Directions
Reproduce all the material exactly, minus any pictures it holds.

Input for this task
┄┄┄┄┄┄┄┄┄┄

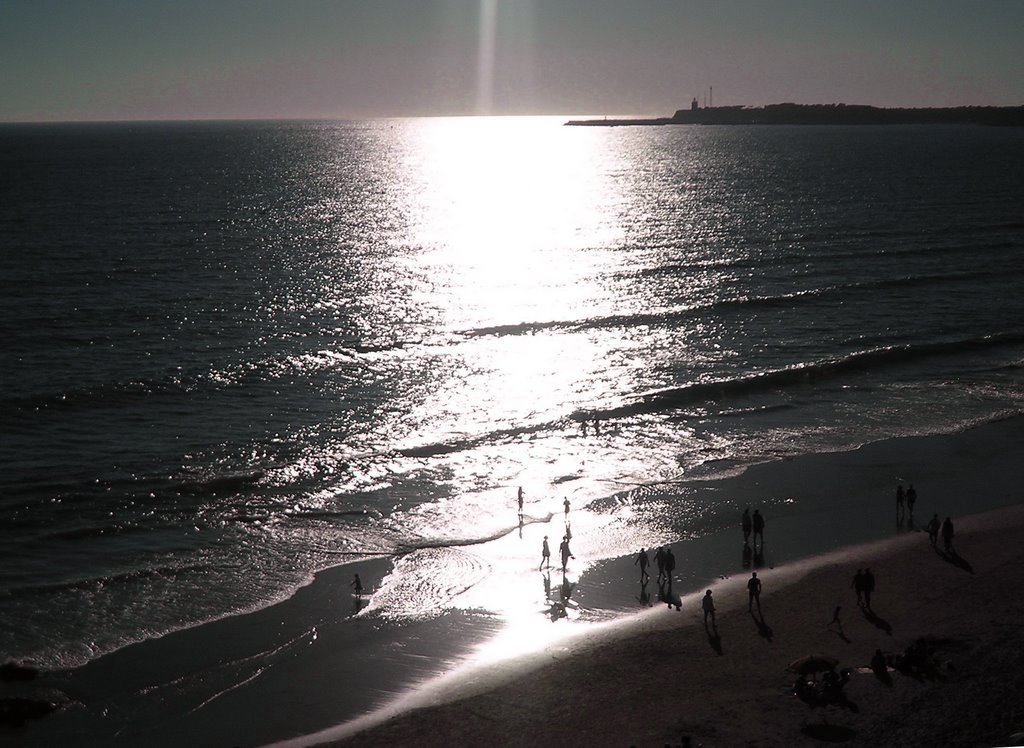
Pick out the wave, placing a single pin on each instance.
(800, 374)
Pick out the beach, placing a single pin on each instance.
(670, 679)
(306, 671)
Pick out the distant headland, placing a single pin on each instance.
(824, 114)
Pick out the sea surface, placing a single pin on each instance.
(236, 354)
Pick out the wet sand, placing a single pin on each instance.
(305, 672)
(668, 677)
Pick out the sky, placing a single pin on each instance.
(156, 59)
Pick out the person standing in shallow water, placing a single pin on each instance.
(565, 552)
(759, 527)
(868, 587)
(933, 530)
(947, 535)
(858, 586)
(708, 605)
(659, 561)
(670, 565)
(642, 561)
(754, 588)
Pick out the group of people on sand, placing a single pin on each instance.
(904, 507)
(905, 500)
(665, 559)
(563, 551)
(563, 548)
(863, 586)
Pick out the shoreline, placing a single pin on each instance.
(821, 114)
(734, 689)
(304, 666)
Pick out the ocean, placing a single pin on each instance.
(239, 352)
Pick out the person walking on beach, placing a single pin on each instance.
(858, 586)
(709, 608)
(933, 530)
(642, 561)
(565, 553)
(754, 588)
(759, 527)
(659, 561)
(947, 535)
(868, 587)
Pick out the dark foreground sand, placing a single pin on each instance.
(306, 671)
(669, 679)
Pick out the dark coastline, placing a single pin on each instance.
(836, 114)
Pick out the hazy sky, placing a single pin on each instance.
(71, 59)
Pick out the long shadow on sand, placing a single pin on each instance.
(955, 558)
(763, 628)
(877, 621)
(828, 733)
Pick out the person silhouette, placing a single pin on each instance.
(947, 535)
(933, 530)
(642, 561)
(565, 553)
(754, 590)
(858, 585)
(708, 605)
(659, 561)
(759, 527)
(670, 565)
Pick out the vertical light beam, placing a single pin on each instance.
(485, 57)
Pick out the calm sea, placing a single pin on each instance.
(235, 354)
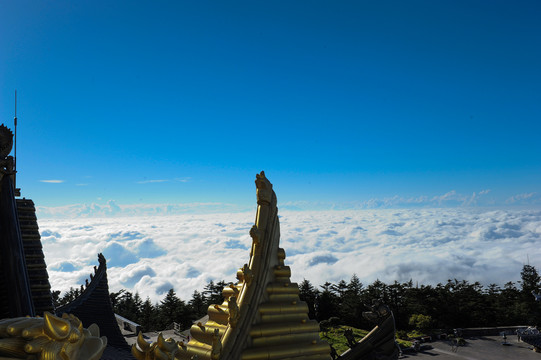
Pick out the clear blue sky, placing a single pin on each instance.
(338, 101)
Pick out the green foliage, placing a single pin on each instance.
(335, 337)
(454, 304)
(420, 321)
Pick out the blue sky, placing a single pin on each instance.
(339, 102)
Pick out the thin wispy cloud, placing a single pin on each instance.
(52, 181)
(152, 181)
(525, 199)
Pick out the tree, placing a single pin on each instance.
(327, 303)
(420, 321)
(309, 294)
(530, 280)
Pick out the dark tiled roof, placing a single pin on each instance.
(94, 306)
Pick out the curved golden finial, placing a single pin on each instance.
(50, 338)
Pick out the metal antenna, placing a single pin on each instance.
(15, 145)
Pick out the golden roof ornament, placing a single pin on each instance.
(50, 338)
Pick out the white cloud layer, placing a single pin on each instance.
(152, 254)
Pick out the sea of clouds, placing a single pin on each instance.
(152, 254)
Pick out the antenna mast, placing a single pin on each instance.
(15, 145)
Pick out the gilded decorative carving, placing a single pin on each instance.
(264, 189)
(50, 338)
(233, 311)
(162, 349)
(255, 234)
(245, 274)
(216, 345)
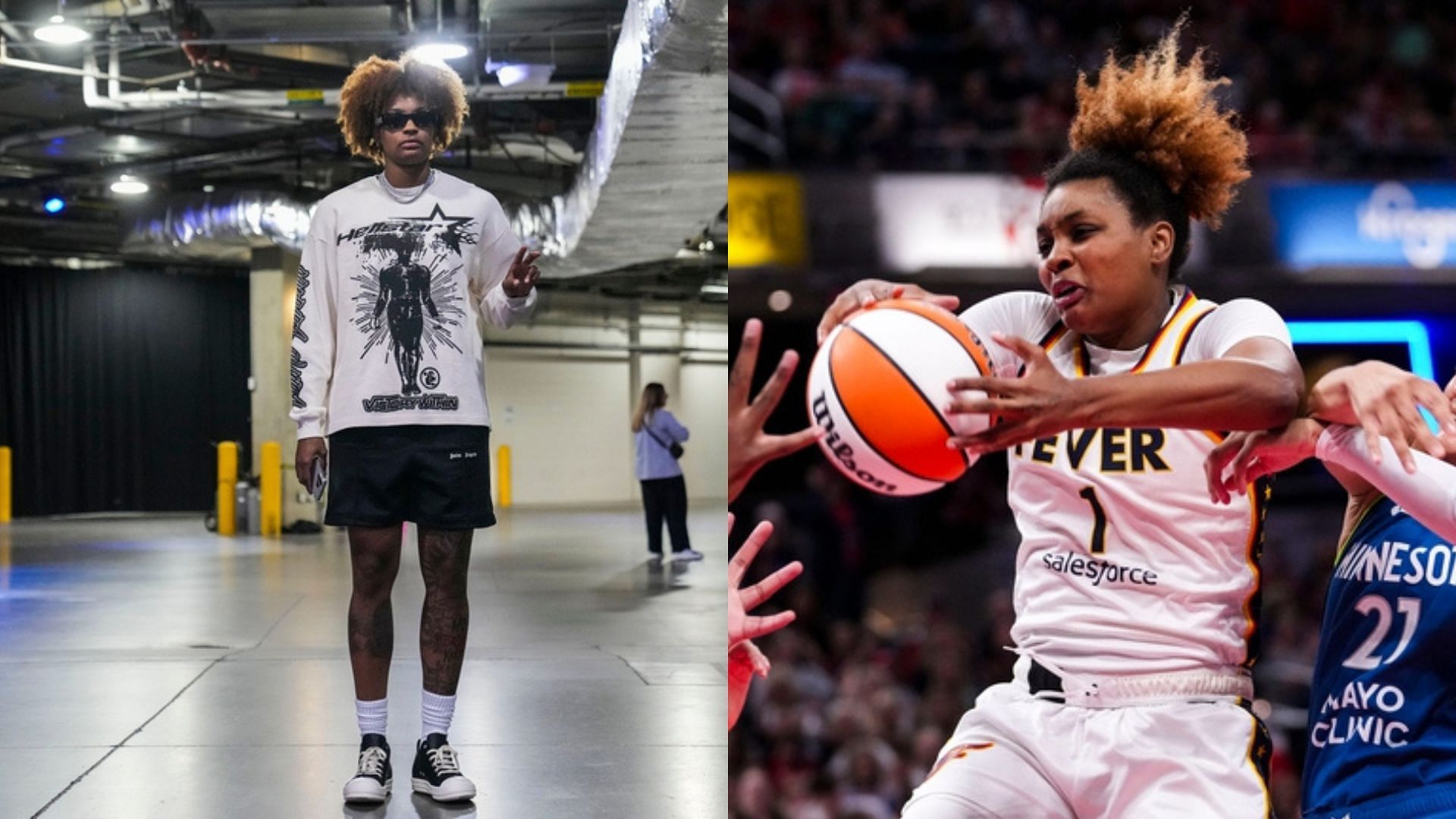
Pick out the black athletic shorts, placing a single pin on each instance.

┄┄┄┄┄┄┄┄┄┄

Result of this exercise
Pick out the wave, placing a single pin on each instance.
(800, 374)
Pick out the beach, placing a single pin on each instance.
(670, 679)
(306, 671)
Pick out the distant headland, placing a single pin on each instance.
(824, 114)
Pick out the sea surface, placing a single pin on each instance.
(236, 354)
Pick out the wet sand, placing a single pin on each instance.
(305, 672)
(668, 677)
Pick out the sky, placing a single pin on each instance.
(156, 59)
Pick out the person standing in shallow water, placing a single pin on each instance.
(565, 552)
(759, 527)
(868, 587)
(933, 530)
(947, 535)
(858, 586)
(708, 605)
(659, 561)
(670, 565)
(642, 561)
(754, 588)
Pick out the group of people on sand, placing a single pin on each instance.
(904, 507)
(905, 500)
(665, 559)
(563, 551)
(563, 548)
(863, 586)
Pick out the shoreline, placing a single pin on each instance.
(821, 114)
(734, 689)
(304, 666)
Pick out the ocean, placing a single pin on each instance.
(239, 352)
Pick out the person walking on beach, placing a single pin on each instance.
(858, 586)
(709, 608)
(933, 530)
(642, 561)
(565, 553)
(754, 588)
(759, 527)
(659, 561)
(947, 535)
(868, 587)
Pick out the dark foreground sand, placing a single pin on each instance.
(306, 671)
(669, 679)
Pick out the dark coastline, placing a single pin on each instance.
(836, 114)
Pick out the hazy sky, placing a single pin on each instance.
(71, 59)
Pick out the long shadow on sand, placing a single pin on each instance.
(955, 558)
(763, 628)
(877, 621)
(828, 733)
Pick out the person silhouette, placing a single pin on each instance.
(947, 535)
(933, 530)
(642, 561)
(565, 553)
(754, 590)
(858, 585)
(708, 605)
(659, 561)
(759, 527)
(670, 565)
Pick out the vertical light beam, placing a single pin on each instance.
(485, 57)
Pick out the calm sea, placing a single pin on each instance.
(235, 354)
Pick out the clear blue sky, placing a single pin on each instance.
(338, 101)
Pick out the green foliage, placing a single pin on each instance.
(335, 337)
(454, 304)
(420, 321)
Pick out the blue sky, placing a single pin on each instance.
(339, 102)
Pick out the thin wispy cloud, placing a single pin on each instance.
(52, 181)
(152, 181)
(525, 199)
Pick out the tree, placing a single pin on each instance.
(327, 303)
(420, 321)
(309, 294)
(530, 280)
Pick out the dark tiled roof, placing a single pin on each instance.
(94, 306)
Pick out the curved golden finial, placing a single pin on each instance.
(50, 338)
Pick out the metal antenna, placing a single pin on each instance.
(15, 145)
Pick out the golden roof ornament, placing a single pin on each instance.
(50, 338)
Pick out the white cloud layer, placing a single pin on each instance.
(152, 254)
Pick out the sea of clouds, placing a single pin on each instance.
(152, 254)
Pick out the antenna mast, placing a single pin on each instance.
(15, 145)
Pick out the gilded decorative carving, placing a single pin on each instance.
(264, 189)
(50, 338)
(233, 311)
(162, 349)
(255, 234)
(245, 274)
(216, 345)
Pick out the black athletic shorts, placing a single pin on each instance.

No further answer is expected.